What to work on: Replace "simplified polygon" with "rough polygon" everywhere in the rows below, and reproduce all other text unchanged.
── Given information ──
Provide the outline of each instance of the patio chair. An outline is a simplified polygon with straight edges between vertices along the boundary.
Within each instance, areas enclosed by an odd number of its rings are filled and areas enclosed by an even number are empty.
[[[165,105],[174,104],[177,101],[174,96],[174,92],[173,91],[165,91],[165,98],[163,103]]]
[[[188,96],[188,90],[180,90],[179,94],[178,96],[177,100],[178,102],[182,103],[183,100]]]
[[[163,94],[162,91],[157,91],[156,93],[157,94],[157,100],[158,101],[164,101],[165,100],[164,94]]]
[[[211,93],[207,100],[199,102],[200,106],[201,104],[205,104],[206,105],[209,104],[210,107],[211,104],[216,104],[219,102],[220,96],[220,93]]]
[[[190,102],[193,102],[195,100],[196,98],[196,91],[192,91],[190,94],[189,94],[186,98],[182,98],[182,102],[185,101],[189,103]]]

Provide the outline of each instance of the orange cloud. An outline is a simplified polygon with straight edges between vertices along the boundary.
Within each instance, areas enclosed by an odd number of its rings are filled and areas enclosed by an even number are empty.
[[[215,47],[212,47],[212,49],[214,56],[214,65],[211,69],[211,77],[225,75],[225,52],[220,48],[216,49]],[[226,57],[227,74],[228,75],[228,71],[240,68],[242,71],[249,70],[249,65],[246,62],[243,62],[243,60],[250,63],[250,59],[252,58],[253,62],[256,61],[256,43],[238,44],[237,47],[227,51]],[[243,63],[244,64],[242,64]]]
───
Exercise output:
Provide the outline of each instance of the patio chair. An outline is a rough polygon with straight edges between vertices along the boundary.
Within each instance, areas enclosed by an odd number of its rings are filled and areas enclosed by an even number are empty.
[[[165,105],[174,104],[177,101],[174,96],[174,92],[173,91],[165,91],[165,98],[163,103]]]
[[[188,96],[188,90],[180,90],[179,94],[178,96],[177,100],[178,102],[182,103],[183,100]]]
[[[163,94],[162,91],[157,91],[156,93],[157,94],[157,100],[158,101],[164,101],[165,100],[164,94]]]
[[[211,93],[207,100],[199,102],[200,106],[201,104],[205,104],[206,105],[209,104],[210,107],[211,104],[216,104],[219,102],[220,96],[220,93]]]
[[[190,102],[193,102],[195,100],[196,98],[196,91],[192,91],[190,94],[189,94],[186,98],[182,98],[182,102],[185,101],[189,103]]]

Provide the outline of each instance of the orange cloud. An outline is a rough polygon with straight edges between vertices along the boundary.
Within each instance, areas enclosed by an odd number of its rings are filled and areas enclosed by an even number are empty.
[[[215,47],[212,47],[212,49],[214,56],[214,65],[211,69],[211,77],[225,75],[225,52],[220,48],[216,49]],[[226,57],[227,74],[228,75],[228,71],[240,68],[242,71],[249,70],[249,65],[246,62],[243,62],[243,60],[250,63],[250,59],[252,58],[253,62],[256,61],[256,43],[238,44],[237,47],[227,51]],[[243,63],[244,64],[242,64]]]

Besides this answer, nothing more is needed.